### [EXERCISE DIRECTIONS]
Copy verbatim the part of the records below that begins with the line containing "Annotation task — point out every instance of the sliced" and ends with the line containing "[(655, 403), (1138, 198), (659, 365), (1302, 324)]", including both of those lines.

Excerpts from a point labeling dataset
* * *
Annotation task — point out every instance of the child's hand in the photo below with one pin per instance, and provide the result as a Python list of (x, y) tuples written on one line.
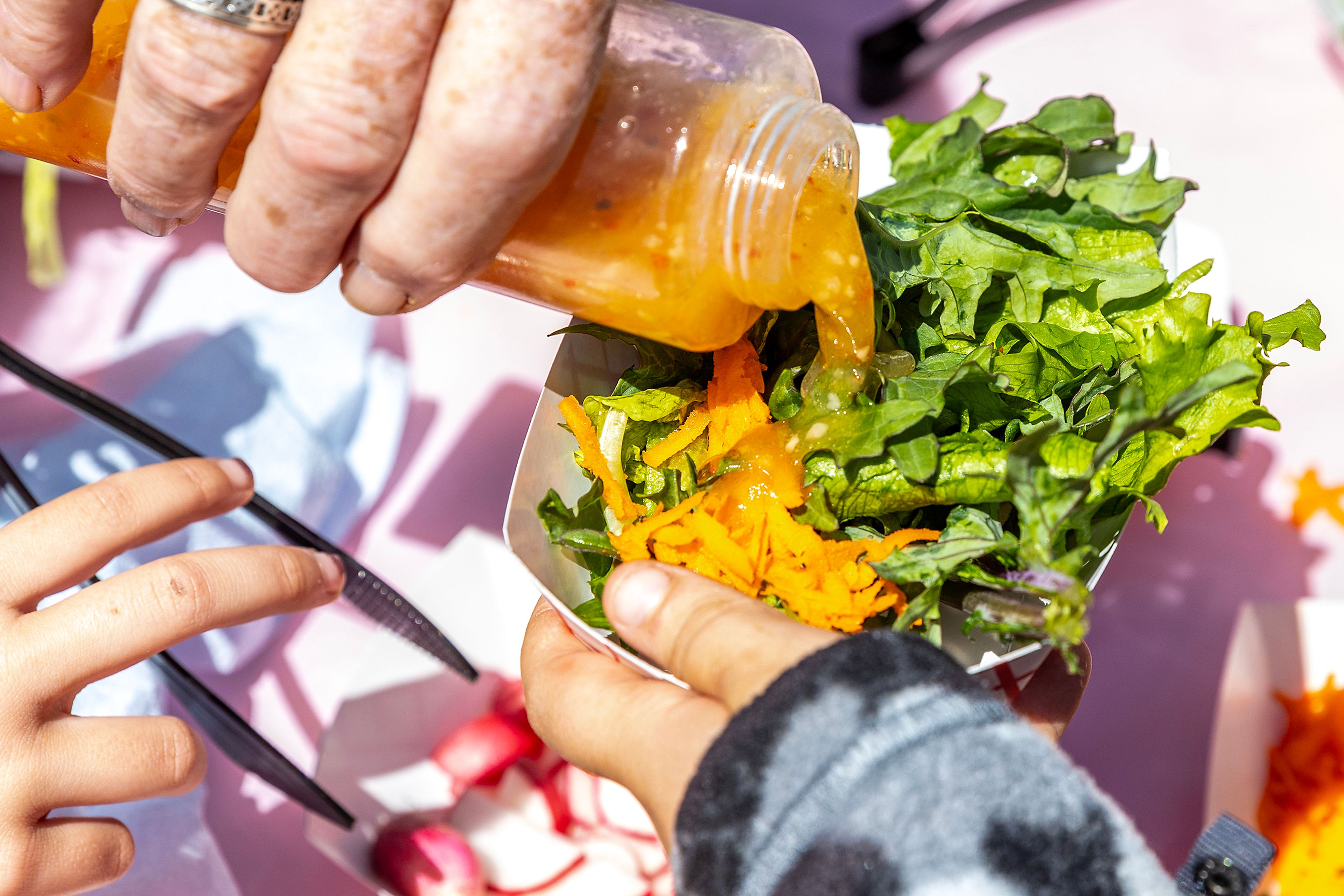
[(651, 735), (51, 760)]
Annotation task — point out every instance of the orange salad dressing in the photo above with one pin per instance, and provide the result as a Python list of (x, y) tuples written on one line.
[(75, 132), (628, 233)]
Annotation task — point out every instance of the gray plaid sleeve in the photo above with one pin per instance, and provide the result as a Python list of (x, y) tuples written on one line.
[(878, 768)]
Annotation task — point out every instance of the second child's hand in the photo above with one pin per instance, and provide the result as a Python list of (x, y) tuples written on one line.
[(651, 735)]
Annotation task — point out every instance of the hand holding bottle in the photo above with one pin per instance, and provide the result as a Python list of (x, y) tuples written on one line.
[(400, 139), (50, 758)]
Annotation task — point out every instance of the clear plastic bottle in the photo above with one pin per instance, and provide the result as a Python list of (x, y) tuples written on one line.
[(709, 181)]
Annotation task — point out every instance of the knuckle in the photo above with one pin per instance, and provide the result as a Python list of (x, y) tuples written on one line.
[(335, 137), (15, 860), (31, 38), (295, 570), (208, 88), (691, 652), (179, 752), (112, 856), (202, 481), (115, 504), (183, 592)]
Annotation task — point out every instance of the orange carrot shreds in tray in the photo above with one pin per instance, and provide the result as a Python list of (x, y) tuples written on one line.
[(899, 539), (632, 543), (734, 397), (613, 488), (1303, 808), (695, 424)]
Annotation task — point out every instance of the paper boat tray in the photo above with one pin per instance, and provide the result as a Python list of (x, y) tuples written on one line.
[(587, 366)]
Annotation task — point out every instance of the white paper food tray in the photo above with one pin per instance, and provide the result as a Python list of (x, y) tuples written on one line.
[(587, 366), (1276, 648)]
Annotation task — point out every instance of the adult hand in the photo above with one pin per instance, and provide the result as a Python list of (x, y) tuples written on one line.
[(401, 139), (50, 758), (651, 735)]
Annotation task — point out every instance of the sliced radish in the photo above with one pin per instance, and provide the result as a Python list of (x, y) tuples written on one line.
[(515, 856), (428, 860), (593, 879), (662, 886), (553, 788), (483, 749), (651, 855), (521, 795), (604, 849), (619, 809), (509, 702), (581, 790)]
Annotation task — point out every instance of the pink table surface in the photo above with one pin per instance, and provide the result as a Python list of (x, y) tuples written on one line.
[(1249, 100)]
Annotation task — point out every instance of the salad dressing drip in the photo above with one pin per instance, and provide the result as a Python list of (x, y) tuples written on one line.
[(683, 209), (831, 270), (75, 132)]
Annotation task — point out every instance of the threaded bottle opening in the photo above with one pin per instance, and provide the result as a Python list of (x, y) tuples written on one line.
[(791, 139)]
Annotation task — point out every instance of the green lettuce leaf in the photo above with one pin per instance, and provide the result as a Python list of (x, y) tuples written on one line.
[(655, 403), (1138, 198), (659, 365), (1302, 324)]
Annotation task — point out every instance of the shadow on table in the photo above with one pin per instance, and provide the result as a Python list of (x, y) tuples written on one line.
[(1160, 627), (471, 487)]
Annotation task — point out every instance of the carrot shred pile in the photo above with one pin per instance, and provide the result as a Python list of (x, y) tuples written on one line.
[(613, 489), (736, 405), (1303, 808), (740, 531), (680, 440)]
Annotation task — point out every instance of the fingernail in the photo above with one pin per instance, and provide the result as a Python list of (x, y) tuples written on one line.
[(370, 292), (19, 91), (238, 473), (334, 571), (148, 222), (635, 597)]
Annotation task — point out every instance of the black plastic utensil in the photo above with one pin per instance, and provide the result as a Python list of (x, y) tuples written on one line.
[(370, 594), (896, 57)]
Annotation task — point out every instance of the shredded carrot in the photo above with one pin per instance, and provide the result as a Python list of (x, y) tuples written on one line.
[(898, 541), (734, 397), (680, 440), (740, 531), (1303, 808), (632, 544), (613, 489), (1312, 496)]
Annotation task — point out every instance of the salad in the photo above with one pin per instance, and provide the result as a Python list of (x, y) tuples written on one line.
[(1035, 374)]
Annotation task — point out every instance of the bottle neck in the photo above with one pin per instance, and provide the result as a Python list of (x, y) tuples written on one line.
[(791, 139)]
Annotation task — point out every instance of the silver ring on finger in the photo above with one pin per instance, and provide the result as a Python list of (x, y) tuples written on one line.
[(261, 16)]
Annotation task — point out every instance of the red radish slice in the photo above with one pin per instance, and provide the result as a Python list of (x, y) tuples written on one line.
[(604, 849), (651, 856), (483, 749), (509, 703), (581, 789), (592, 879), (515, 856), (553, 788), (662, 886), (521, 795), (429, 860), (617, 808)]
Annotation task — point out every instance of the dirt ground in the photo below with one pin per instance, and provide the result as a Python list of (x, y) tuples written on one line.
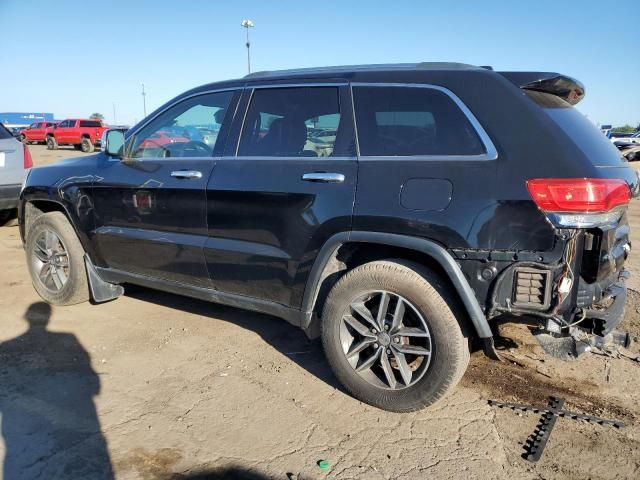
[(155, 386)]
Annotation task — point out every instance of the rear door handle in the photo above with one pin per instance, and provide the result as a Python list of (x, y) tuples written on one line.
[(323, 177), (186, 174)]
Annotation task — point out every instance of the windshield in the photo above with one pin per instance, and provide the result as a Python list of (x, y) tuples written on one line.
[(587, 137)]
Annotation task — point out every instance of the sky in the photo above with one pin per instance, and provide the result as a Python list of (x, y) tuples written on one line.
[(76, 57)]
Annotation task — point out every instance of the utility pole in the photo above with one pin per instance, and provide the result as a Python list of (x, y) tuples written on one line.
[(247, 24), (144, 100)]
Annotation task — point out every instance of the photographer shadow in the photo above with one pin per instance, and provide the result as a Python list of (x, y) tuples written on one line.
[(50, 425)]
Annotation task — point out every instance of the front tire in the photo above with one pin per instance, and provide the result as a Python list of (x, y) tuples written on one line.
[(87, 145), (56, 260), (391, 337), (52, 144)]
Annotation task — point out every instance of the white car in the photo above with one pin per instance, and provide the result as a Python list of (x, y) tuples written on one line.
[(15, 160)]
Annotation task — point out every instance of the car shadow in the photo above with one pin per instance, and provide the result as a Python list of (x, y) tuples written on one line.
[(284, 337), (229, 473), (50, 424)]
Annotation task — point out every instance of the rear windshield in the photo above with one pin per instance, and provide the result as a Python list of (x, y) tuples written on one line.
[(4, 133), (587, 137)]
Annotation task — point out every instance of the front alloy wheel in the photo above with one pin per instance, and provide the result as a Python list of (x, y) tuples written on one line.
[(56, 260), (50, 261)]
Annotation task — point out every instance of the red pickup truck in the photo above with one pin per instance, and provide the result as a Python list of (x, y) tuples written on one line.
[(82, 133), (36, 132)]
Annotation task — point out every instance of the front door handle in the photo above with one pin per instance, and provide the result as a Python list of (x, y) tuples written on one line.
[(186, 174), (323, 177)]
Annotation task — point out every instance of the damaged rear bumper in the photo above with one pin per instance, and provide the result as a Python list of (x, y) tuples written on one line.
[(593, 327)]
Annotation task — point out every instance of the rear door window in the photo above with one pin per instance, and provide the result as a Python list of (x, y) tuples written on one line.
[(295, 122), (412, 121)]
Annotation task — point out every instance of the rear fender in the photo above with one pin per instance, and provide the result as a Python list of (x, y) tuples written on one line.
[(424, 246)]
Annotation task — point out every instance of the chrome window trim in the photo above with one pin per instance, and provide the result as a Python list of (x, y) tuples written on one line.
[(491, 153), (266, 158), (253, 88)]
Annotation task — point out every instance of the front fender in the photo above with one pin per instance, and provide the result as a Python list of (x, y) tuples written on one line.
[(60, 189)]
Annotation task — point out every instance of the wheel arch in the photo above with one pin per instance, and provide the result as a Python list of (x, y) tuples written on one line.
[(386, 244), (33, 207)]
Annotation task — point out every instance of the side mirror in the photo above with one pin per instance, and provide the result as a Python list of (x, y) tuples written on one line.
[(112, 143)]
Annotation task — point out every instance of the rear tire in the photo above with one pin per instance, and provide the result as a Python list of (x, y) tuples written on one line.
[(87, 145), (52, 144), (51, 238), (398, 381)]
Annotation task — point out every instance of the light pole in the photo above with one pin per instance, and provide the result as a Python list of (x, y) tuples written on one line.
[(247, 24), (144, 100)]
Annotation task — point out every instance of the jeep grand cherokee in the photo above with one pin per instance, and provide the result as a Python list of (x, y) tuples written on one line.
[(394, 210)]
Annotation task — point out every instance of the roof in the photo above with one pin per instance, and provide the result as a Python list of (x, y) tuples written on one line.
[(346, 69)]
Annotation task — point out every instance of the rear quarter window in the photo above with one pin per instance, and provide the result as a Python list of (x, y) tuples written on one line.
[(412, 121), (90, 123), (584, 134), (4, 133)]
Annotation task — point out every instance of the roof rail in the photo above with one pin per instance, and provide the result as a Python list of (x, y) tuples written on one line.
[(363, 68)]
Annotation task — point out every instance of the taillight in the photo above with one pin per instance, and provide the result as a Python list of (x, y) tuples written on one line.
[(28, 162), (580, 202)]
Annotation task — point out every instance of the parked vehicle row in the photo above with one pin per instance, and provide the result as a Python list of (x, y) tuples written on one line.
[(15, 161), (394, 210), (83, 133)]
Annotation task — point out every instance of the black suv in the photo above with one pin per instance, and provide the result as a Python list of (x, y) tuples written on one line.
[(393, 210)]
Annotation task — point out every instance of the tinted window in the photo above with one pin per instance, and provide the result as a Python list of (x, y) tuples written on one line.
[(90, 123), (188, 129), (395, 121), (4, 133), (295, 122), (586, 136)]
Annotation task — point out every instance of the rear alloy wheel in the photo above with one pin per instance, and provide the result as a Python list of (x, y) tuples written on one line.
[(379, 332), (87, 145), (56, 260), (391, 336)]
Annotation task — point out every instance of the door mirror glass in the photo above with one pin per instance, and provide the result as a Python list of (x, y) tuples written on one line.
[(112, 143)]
* * *
### [FULL RESPONSE]
Annotation task — point out every instance of the sliced radish in the photo above with one pin per instance, and provide the result as a Python list of (x, y) tuples written on one line.
[(515, 856), (428, 860), (593, 879), (662, 886), (553, 788), (483, 749), (651, 855), (521, 795), (604, 849), (619, 809), (509, 702), (581, 790)]
Annotation task — point out every instance of the pink table surface in the photo above with one pin per instance, and provide the result as a Python list of (x, y) tuples written on one line.
[(1249, 100)]
Annotation task — point out every instance of the salad dressing drip in the photo above with one pin per instance, and provide the result as a Python list of (x, y) tuples written on one line.
[(683, 209), (831, 270), (75, 132)]
Annotation task — point out every instance of the threaded bottle opening in the photo above with one pin per instance, and provide the result as a Python list of (x, y) tuples written on one line.
[(791, 139)]
Annotation task — point out every instance of the green lettuce leaf in the photo above with one pin per instance, and provide the result as a Python list of (x, y) tuples written on one line.
[(655, 403), (1138, 198), (659, 365), (1302, 324)]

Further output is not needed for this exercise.